Tasks to complete:
1 - Answer these questions about the poetry reading page:
(a) Which three people make up the No Matter team?
(b) Since what year has Nia Davies been editor of Poetry Wales magazine?
(c) Which publisher brought out All Fours?
2 - In the entries, take the part that opens with the line containing "If it's not too much trouble, please detect the roof of" and closes with the line containing "553, 123, 617, 128". Rewrite only those lines, request included, multiplying every bounding-box coordinate in the answers by 0.6 and rounding to whole numbers, with halves rounded up.

Reading passage:
----

No Matter #4 at The Castle
Sarah-Clare Conlon, Literature EditorThe No Matter posse – Jazz Linklater, Nell Osborne and Hilary White – are back at The Castle for the fourth of their bi-monthly poetry reading series; this time round promising ‘your winter wonderland magical Christmas cheer treat’. Featuring three headliners, Emma Bolland, Nia Davies and Rebecca Tamás, that book table is going to be groaning – bring your jukebox money and up your avant-garde gift-giving game this Christmas.
We’ll turn first to Nia Davies, undertaking practice-based research at the University of Salford and recently busy co-producing November’s two-day Poetry Emergency: A Northwest Radical Poetry Festival alongside Joey Francis, from Saturday-afternoon reading series Peter Barlow’s Cigarette, which will be back in the new year. A frequent collaborator with other writers and artists, in 2015 Nia joined forces with The Enemies Project’s SJ Fowler to co-curate Gelynion, a Welsh Enemies Project, bringing together contemporary and experimental poets from Wales to perform to sell-out spaces in Aberystwyth, Bangor, Cardiff, Hay-on-Wye, Newport, Swansea and London. She has been editor of Poetry Wales magazine since 2014, and her own poems and essays have been published and translated widely and she has appeared at several international festivals. Her pamphlets – Then Spree (Salt, 2012), Çekoslovakyalılaştıramadıklarımızdanmısınız or Long Words (Boiled String, 2016) and England (Crater, 2017) – were followed by her first full-length collection, All Fours. Published by Bloodaxe Books, it was shortlisted for the Literature Wales Roland Mathias Poetry Award earlier this year and her latest, Interversions, followed hot on its heels.

----

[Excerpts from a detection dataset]
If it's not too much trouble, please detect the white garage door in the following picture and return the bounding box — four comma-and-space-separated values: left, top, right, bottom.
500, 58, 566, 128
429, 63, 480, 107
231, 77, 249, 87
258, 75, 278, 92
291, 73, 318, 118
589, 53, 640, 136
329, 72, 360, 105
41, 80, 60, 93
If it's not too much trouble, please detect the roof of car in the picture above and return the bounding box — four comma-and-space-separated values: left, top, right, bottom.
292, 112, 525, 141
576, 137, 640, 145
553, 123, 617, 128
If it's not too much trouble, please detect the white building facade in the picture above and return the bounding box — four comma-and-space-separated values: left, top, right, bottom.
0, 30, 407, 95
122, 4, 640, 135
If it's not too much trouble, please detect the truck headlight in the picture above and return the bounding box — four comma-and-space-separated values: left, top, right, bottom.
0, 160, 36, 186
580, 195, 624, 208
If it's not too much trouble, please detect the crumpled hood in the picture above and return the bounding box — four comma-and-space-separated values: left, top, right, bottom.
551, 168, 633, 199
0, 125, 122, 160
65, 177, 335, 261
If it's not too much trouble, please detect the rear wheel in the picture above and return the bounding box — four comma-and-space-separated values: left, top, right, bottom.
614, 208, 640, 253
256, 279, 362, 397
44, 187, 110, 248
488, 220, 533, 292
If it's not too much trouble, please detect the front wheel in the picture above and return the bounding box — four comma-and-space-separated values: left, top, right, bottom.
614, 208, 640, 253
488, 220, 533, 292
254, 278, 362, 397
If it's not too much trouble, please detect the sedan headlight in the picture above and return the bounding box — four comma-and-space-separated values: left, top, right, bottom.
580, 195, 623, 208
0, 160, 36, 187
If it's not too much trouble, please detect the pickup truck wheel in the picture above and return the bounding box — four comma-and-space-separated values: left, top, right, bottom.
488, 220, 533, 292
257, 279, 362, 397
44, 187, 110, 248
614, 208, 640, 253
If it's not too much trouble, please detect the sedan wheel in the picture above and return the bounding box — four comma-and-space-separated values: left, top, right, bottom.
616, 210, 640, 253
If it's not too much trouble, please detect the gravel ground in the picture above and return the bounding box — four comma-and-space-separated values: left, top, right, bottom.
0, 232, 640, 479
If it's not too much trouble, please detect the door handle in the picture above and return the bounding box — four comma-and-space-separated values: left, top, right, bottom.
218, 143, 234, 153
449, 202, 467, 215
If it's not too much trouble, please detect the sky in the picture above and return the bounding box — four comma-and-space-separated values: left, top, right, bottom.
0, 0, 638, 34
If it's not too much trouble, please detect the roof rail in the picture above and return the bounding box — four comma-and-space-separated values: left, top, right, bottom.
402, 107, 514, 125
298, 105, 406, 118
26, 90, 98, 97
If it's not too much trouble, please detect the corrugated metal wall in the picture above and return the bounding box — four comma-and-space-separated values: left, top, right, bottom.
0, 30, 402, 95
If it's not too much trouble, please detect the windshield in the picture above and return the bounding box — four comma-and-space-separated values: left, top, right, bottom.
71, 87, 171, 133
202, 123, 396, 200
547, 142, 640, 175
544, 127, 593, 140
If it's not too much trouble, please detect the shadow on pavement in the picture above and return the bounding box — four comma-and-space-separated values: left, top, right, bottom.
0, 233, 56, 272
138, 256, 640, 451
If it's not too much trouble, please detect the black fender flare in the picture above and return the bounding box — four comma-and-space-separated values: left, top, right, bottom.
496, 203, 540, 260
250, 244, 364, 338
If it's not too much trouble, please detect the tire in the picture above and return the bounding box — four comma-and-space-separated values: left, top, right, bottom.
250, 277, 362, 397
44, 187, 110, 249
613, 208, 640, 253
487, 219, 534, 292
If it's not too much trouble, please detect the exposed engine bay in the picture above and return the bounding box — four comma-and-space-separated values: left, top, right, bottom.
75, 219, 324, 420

----

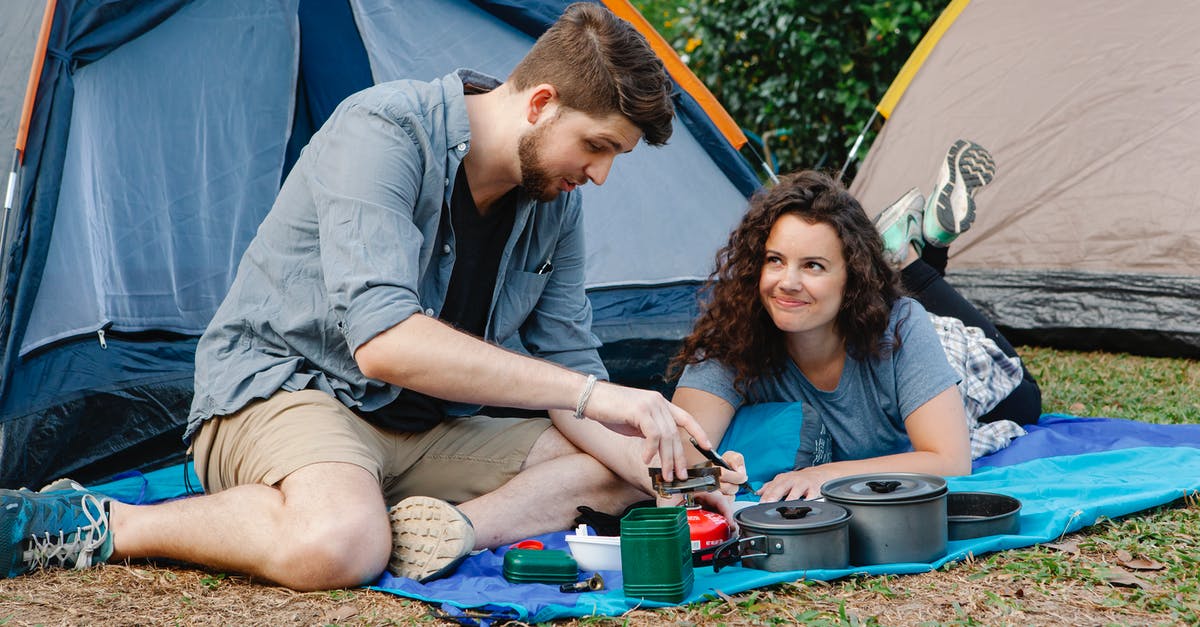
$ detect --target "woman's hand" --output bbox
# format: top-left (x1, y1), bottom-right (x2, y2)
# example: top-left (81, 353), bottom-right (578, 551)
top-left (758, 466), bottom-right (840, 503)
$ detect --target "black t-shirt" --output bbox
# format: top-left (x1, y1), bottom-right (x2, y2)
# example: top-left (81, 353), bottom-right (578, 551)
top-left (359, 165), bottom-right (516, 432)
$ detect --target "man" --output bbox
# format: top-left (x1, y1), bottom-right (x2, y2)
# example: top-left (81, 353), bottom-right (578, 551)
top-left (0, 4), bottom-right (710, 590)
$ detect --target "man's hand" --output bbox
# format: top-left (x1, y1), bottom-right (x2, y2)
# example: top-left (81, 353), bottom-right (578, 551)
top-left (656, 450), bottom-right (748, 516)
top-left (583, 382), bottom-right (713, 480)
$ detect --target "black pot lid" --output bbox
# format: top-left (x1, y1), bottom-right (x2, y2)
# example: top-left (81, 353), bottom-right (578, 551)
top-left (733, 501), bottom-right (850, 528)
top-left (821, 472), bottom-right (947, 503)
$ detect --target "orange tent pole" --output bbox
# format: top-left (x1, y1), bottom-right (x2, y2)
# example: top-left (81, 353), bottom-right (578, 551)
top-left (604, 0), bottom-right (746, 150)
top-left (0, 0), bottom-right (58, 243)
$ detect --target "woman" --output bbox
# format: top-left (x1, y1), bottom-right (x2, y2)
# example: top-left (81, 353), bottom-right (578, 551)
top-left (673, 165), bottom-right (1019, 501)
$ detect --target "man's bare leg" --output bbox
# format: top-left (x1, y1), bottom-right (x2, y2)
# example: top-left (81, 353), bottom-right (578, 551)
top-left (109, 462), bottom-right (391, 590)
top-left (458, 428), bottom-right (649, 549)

----

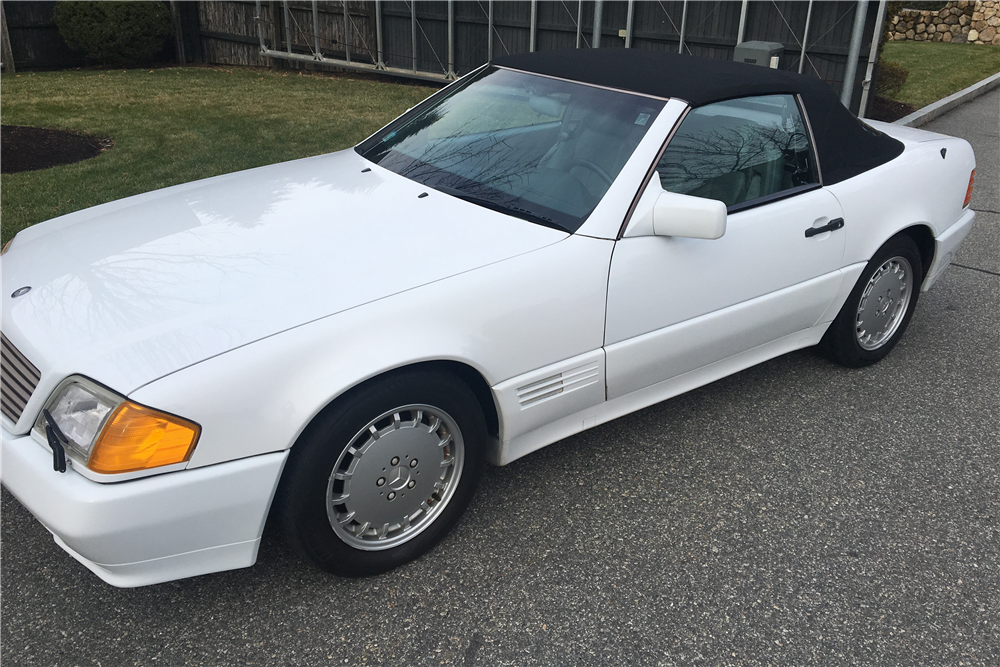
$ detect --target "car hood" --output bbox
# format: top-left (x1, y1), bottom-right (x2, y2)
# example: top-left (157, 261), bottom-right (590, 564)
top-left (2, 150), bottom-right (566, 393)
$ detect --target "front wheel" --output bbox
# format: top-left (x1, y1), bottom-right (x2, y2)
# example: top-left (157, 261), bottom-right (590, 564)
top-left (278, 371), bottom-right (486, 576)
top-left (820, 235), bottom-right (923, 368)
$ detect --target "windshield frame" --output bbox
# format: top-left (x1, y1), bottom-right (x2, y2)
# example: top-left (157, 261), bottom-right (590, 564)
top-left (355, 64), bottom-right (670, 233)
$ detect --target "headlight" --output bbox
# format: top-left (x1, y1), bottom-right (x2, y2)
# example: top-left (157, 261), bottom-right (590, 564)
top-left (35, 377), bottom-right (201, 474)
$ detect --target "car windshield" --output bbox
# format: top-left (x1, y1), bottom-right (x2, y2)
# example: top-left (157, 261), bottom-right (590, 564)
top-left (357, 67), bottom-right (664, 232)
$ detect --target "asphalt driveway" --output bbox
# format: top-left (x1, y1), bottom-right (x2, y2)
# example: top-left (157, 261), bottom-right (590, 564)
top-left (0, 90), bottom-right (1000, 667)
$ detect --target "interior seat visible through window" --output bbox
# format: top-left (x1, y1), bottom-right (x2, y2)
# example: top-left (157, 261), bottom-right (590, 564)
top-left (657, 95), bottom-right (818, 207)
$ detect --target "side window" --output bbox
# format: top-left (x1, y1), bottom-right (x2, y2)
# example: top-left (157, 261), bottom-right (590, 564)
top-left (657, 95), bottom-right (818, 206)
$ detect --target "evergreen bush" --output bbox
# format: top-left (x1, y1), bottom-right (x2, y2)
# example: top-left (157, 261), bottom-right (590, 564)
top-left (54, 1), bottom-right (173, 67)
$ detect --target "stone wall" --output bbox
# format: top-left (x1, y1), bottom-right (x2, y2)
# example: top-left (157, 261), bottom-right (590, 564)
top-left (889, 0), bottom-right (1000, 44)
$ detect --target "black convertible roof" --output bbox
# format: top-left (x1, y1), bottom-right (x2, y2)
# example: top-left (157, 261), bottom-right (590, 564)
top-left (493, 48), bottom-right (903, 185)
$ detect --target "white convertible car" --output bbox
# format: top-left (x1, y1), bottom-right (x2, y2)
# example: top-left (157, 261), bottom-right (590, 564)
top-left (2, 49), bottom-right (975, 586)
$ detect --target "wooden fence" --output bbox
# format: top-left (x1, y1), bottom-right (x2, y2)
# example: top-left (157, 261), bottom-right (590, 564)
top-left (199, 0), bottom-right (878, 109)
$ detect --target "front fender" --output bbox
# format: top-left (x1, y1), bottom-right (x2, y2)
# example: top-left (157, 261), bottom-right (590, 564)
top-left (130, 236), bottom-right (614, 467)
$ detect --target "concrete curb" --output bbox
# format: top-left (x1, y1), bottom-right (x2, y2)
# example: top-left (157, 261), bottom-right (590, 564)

----

Final results:
1 -
(a) Jazz Linklater, Nell Osborne and Hilary White
(b) 2014
(c) Bloodaxe Books

2 -
If it's not too much trouble, please detect the roof of car in the picture above and return the bounding box — four comma-and-space-separated values: left, top, right, bottom.
175, 67, 315, 85
346, 82, 384, 87
332, 74, 370, 77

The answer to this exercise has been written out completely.